Data listing Block Start

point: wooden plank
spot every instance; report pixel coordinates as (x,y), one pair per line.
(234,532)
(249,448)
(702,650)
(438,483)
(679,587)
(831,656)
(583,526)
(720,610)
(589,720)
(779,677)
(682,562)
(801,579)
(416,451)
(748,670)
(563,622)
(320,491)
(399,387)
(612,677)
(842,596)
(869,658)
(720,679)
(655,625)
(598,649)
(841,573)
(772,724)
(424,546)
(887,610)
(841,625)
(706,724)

Data listing Block End

» Exercise prompt: Could you please repeat the data exactly as given?

» Exercise response:
point: wooden plank
spot every instance; report pixel coordinates as (x,y), one pair per line.
(234,532)
(249,448)
(702,650)
(438,483)
(679,587)
(831,656)
(583,526)
(720,610)
(589,720)
(779,677)
(682,562)
(801,579)
(416,451)
(748,670)
(563,622)
(320,491)
(399,387)
(612,677)
(842,596)
(869,658)
(720,679)
(655,625)
(598,649)
(841,573)
(772,724)
(424,546)
(887,610)
(841,625)
(706,724)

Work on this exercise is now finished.